Instructions to follow
Below are some records. Return exactly the lines from the one containing "Query: woman's face" through the one containing "Point to the white shearling", both included, and only those.

Source data

________________________

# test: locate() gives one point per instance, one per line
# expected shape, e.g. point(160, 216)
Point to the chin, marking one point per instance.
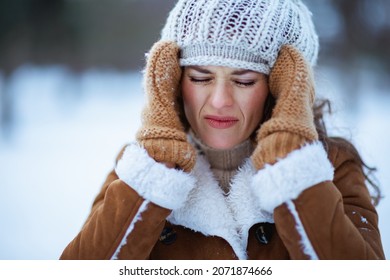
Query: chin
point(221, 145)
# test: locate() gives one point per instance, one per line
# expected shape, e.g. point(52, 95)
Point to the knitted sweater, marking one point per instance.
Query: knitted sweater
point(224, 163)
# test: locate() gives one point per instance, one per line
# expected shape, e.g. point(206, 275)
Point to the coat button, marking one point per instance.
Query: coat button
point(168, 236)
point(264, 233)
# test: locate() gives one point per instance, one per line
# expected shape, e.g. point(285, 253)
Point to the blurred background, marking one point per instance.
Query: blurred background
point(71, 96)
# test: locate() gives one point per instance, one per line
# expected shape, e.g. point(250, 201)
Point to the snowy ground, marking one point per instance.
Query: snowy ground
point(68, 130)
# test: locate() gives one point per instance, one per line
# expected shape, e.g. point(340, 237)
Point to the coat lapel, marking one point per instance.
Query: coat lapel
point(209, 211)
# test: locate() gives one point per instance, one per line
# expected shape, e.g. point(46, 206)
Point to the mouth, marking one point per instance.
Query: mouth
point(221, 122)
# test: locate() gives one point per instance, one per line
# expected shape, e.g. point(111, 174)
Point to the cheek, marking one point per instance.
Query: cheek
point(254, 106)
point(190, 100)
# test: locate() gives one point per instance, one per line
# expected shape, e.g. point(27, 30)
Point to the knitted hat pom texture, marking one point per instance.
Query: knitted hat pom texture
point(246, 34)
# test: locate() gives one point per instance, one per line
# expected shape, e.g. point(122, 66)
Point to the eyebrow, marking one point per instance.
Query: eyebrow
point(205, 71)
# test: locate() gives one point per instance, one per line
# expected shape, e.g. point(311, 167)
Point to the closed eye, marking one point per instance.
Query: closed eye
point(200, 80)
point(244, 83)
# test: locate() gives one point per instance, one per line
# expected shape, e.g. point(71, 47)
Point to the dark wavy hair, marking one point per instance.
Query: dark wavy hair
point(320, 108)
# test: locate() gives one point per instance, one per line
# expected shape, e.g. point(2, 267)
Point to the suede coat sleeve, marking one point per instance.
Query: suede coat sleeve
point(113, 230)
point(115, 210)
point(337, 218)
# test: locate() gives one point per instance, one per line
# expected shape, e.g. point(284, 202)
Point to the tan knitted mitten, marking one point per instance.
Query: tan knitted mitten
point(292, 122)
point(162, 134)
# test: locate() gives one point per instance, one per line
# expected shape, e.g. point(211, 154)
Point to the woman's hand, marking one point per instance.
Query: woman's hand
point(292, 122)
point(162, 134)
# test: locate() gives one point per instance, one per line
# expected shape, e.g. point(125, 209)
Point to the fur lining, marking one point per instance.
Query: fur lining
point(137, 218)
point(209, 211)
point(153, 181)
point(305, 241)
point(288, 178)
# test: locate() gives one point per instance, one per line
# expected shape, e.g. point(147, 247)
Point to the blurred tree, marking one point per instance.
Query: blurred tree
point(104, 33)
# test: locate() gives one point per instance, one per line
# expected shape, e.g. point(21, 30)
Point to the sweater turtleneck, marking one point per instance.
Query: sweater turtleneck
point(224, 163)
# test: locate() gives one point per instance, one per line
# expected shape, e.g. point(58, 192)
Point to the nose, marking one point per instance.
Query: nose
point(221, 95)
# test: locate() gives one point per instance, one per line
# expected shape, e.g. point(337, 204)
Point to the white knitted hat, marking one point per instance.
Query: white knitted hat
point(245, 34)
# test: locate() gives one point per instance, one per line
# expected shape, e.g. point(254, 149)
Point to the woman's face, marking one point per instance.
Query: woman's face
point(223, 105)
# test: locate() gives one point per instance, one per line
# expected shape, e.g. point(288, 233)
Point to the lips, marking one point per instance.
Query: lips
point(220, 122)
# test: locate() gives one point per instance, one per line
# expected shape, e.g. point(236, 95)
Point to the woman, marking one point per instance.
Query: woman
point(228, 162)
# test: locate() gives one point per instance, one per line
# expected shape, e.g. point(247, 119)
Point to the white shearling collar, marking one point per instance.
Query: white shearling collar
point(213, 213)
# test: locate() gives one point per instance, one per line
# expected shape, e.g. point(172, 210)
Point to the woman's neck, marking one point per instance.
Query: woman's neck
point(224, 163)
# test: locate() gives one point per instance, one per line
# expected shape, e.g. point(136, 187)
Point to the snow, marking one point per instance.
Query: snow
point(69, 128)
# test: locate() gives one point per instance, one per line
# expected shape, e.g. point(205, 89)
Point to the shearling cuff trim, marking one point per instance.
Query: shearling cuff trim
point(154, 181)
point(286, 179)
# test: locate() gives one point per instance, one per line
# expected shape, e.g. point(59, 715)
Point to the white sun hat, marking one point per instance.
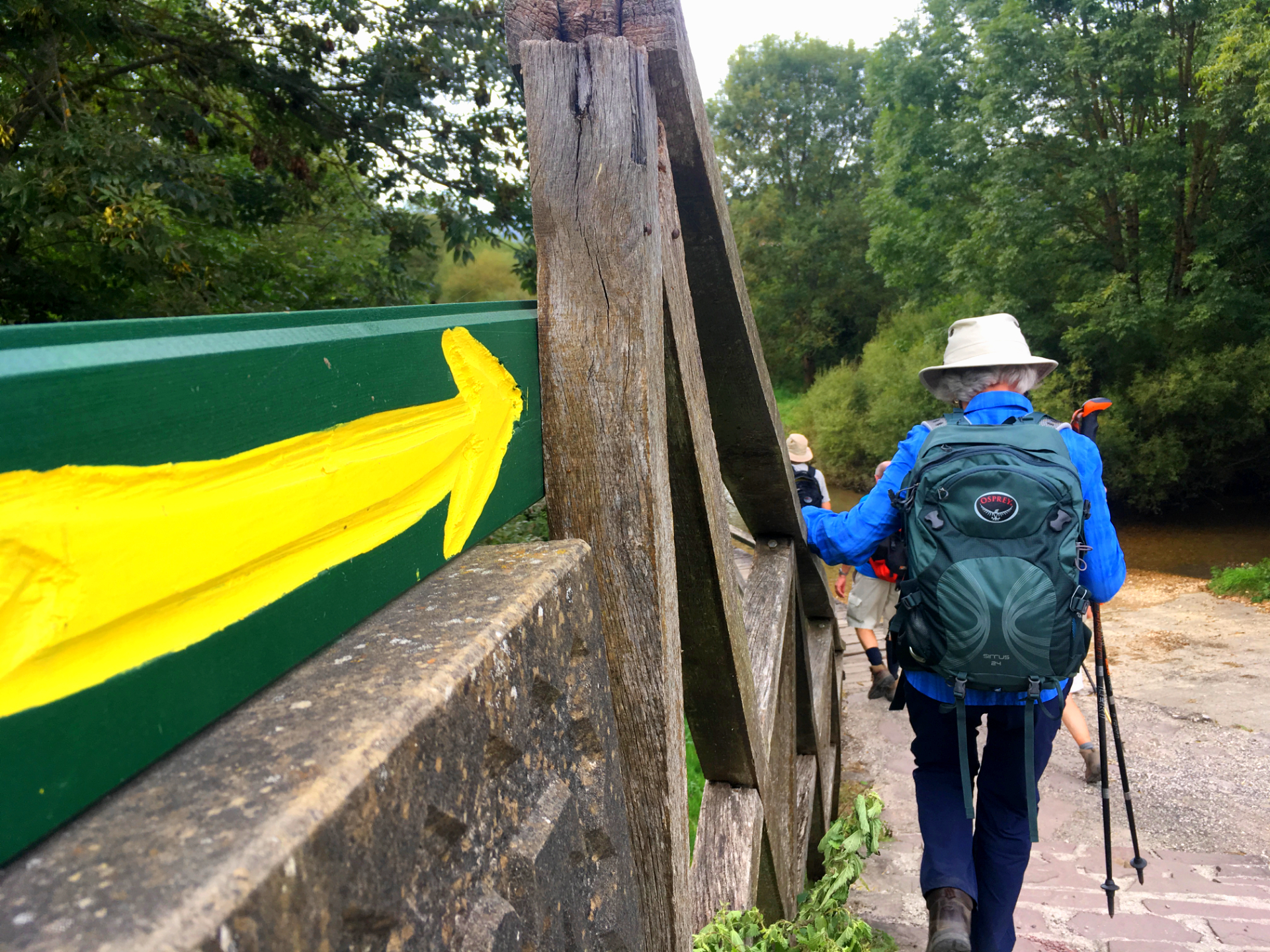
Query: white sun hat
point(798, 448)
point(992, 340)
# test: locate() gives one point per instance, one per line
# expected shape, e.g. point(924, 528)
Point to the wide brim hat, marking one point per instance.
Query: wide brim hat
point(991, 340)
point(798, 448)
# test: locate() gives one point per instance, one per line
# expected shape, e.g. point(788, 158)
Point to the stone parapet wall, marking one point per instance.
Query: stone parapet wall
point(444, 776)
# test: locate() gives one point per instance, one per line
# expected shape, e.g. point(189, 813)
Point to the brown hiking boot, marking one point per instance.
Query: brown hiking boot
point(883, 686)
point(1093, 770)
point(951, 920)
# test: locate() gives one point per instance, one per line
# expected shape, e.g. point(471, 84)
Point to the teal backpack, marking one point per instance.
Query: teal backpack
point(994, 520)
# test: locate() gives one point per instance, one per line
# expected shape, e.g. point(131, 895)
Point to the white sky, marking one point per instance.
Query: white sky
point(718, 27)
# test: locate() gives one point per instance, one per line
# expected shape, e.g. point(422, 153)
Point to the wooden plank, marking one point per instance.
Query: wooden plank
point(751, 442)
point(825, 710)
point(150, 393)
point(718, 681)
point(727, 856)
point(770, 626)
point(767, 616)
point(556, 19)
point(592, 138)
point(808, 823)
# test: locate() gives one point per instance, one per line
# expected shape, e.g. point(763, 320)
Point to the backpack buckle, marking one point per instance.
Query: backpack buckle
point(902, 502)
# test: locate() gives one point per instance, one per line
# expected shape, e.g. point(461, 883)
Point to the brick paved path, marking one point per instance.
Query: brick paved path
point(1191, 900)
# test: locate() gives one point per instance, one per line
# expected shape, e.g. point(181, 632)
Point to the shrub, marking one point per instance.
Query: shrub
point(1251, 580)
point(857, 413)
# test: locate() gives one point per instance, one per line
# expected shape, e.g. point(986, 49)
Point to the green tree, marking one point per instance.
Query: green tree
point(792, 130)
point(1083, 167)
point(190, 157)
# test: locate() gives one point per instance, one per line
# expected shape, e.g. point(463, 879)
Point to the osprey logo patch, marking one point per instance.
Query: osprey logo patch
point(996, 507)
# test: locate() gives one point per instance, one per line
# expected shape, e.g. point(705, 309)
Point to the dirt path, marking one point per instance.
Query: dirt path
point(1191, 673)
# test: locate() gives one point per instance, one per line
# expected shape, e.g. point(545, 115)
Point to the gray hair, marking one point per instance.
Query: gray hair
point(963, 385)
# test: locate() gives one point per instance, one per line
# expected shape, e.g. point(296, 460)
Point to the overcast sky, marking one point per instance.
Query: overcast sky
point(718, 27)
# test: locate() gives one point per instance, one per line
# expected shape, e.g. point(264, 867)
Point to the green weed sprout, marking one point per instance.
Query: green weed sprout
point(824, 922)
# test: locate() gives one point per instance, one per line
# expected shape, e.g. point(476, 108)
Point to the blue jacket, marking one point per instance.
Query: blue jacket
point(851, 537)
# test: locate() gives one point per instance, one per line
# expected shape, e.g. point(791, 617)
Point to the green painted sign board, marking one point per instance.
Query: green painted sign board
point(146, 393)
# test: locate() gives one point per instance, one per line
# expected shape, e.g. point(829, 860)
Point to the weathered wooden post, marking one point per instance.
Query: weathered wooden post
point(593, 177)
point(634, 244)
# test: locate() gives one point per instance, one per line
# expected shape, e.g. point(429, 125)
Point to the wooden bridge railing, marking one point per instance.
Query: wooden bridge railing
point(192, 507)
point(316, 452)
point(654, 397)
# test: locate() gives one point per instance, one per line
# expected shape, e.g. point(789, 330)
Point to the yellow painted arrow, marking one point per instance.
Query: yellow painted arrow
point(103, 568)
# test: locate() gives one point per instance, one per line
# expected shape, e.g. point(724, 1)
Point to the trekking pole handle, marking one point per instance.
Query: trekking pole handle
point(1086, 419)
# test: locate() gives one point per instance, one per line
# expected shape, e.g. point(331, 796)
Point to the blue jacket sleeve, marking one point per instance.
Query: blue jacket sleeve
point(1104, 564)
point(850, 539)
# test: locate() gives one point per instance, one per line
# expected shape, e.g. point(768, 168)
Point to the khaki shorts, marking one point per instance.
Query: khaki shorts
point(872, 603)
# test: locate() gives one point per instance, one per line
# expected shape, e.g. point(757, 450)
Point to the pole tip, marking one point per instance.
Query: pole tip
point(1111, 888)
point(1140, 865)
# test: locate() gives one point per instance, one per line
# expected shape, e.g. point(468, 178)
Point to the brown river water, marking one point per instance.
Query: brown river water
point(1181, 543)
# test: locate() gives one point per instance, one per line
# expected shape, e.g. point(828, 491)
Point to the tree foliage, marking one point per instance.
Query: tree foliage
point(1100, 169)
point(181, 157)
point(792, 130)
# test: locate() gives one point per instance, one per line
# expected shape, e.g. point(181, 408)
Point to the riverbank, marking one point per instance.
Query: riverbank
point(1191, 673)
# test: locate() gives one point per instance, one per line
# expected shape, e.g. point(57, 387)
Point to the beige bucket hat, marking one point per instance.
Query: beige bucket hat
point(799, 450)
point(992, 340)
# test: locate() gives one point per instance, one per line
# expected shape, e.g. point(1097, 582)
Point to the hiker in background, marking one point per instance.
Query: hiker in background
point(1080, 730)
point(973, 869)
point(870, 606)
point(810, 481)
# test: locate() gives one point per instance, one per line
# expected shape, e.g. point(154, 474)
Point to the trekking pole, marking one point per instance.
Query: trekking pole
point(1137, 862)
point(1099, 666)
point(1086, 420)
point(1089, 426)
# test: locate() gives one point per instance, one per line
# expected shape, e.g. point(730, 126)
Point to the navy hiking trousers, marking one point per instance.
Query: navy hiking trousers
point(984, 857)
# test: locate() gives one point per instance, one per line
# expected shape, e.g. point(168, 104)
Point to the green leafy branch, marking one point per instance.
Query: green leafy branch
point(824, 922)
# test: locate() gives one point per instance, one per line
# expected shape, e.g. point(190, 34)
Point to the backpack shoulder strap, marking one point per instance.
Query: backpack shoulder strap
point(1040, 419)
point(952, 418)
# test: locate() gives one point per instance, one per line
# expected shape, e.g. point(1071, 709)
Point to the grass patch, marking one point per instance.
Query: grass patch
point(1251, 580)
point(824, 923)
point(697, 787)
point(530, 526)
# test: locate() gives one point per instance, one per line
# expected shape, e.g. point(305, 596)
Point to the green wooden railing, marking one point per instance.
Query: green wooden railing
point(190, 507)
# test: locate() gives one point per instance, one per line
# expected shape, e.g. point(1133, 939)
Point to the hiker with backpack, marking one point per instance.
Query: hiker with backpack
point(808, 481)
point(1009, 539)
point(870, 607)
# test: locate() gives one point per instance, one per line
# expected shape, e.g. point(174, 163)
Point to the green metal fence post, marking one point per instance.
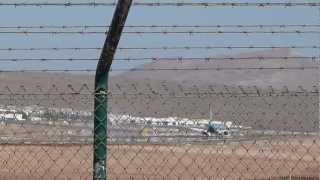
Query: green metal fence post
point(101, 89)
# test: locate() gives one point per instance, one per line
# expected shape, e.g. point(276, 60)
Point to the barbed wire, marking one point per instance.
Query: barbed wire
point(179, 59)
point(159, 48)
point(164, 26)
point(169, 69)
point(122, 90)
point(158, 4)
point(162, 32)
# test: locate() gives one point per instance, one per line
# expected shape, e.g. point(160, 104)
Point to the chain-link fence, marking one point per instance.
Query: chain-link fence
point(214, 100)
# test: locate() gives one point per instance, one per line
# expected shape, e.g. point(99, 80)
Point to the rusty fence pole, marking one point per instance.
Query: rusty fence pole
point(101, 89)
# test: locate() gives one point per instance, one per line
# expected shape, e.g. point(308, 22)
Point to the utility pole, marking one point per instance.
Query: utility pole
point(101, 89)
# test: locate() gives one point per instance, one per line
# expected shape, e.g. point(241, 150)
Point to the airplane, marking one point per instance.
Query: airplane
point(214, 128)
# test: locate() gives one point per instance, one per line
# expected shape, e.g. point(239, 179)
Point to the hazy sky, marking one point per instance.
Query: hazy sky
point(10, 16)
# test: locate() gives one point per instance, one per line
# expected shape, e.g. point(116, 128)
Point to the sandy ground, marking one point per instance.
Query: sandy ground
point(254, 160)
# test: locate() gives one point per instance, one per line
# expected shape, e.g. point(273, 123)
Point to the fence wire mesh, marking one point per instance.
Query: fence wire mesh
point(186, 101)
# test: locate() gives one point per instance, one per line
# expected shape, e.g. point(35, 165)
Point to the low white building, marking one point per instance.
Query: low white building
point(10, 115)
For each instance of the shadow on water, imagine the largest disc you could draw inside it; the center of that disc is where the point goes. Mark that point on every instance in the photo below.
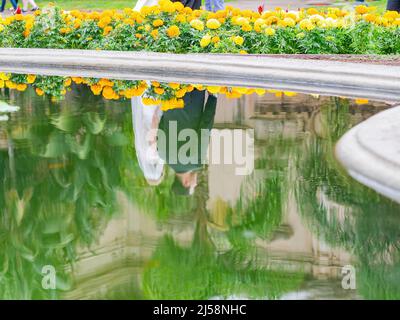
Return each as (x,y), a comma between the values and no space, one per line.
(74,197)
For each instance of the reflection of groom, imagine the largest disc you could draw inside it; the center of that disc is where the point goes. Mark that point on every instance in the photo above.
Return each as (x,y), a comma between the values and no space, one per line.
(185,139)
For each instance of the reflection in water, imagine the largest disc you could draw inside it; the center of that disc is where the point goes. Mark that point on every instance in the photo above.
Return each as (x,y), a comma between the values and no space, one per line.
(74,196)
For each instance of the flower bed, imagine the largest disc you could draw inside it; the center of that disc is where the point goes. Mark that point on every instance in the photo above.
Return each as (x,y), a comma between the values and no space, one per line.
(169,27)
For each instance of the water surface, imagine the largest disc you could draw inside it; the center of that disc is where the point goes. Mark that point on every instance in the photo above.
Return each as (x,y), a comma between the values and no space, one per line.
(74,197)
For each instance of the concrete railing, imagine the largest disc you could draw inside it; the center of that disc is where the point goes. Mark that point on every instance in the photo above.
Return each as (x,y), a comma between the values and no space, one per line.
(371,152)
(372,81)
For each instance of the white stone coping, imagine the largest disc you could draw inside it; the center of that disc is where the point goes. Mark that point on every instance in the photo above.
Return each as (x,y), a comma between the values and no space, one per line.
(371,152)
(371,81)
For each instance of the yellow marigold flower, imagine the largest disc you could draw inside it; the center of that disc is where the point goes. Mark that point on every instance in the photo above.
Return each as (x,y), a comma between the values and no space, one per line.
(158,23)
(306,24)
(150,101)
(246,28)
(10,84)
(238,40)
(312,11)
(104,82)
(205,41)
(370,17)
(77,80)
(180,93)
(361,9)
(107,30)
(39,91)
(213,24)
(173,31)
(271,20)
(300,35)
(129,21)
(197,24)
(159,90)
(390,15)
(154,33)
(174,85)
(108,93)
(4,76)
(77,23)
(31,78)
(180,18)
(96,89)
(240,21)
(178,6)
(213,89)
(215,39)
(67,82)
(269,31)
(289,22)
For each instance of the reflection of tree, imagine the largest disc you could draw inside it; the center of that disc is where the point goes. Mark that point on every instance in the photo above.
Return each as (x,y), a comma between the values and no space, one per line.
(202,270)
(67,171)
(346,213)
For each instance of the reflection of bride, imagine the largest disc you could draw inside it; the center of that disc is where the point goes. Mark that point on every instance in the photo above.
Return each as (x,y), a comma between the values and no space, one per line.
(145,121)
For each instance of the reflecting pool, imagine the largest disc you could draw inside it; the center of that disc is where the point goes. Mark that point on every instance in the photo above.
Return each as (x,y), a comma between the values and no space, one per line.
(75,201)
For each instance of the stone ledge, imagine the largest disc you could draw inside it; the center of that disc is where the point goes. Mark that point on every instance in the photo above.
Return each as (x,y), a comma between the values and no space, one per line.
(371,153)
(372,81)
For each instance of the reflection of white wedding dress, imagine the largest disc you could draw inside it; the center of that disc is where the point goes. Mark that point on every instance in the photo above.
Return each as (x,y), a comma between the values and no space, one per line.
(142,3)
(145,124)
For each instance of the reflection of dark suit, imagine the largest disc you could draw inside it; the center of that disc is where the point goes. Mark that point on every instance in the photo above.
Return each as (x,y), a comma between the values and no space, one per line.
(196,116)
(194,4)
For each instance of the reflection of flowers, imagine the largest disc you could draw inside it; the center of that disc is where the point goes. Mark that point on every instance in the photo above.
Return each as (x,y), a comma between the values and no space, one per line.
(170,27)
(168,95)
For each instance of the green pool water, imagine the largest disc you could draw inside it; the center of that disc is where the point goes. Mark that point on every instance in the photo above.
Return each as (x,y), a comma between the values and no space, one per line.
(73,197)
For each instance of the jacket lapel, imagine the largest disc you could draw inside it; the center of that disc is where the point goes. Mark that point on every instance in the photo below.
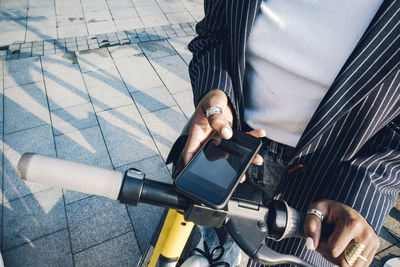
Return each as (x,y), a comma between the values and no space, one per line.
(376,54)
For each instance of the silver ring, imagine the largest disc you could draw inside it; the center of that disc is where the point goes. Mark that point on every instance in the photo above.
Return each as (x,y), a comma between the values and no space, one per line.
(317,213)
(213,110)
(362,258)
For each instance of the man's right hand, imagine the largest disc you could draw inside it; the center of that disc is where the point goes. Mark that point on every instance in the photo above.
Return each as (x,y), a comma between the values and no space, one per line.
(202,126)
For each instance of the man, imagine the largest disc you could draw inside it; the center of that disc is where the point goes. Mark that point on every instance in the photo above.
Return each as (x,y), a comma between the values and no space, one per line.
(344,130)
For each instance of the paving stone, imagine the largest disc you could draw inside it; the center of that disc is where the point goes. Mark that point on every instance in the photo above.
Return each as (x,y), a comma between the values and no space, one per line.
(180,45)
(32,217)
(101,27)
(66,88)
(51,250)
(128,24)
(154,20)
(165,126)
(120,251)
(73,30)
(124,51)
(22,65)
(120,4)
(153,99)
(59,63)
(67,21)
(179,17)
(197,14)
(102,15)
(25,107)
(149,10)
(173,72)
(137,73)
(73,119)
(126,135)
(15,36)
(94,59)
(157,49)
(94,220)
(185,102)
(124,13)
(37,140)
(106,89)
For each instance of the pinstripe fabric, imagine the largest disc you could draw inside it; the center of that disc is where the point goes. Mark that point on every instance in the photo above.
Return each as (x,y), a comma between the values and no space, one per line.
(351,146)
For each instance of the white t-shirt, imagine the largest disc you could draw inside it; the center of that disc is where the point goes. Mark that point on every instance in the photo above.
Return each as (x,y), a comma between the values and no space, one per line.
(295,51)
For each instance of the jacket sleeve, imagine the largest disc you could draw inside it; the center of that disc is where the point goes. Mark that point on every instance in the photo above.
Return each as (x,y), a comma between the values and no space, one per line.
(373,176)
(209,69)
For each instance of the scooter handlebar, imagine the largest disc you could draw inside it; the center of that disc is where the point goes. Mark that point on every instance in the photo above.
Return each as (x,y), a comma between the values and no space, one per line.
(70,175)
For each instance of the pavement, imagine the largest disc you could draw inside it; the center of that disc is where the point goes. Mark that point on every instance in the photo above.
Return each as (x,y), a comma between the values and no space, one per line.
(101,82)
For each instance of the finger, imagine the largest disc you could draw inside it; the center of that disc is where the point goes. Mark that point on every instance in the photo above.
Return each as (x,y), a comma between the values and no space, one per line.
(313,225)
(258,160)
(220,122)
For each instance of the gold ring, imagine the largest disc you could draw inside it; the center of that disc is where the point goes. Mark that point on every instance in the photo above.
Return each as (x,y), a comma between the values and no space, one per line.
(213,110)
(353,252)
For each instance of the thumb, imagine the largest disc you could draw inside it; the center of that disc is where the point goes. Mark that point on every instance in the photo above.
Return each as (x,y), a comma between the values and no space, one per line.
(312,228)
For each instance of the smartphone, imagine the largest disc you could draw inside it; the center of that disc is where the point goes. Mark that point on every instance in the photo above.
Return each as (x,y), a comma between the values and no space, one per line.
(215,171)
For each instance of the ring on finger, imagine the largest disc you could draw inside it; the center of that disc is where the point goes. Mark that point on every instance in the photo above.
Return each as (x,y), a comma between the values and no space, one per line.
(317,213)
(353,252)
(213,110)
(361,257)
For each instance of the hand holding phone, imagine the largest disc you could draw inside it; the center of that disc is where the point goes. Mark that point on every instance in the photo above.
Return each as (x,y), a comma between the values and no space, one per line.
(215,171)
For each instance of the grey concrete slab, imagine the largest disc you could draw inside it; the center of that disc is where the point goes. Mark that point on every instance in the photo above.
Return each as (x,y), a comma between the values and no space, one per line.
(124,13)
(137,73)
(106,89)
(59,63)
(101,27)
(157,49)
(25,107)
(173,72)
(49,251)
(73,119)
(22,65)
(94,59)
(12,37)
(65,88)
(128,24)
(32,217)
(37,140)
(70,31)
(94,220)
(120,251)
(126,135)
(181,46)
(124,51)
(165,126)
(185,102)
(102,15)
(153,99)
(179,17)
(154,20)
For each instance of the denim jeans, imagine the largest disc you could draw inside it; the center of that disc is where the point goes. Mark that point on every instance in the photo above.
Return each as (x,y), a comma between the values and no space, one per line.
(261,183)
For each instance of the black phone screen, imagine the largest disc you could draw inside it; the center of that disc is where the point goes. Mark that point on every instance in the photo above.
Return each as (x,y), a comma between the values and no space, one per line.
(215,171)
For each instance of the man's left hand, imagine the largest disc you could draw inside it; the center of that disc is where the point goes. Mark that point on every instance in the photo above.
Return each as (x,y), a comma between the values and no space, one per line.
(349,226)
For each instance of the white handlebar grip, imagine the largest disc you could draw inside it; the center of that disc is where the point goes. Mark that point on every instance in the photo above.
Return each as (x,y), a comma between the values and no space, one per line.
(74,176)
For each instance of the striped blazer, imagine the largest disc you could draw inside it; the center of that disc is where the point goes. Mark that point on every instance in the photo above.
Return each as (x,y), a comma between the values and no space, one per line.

________________________

Result for this exercise
Query: woman's face
point(223, 105)
# test: locate() gives one point per instance, one per line
# expected shape, e.g. point(288, 233)
Point to the lips, marking one point per instance.
Query: lips
point(220, 122)
# test: locate() gives one point per instance, one per line
# expected shape, e.g. point(236, 95)
Point to the woman, marking one point per instance.
Query: woman
point(228, 162)
# test: locate() gives one point per instance, one per line
# expected shape, e.g. point(247, 119)
Point to the white shearling collar, marking one point per instance.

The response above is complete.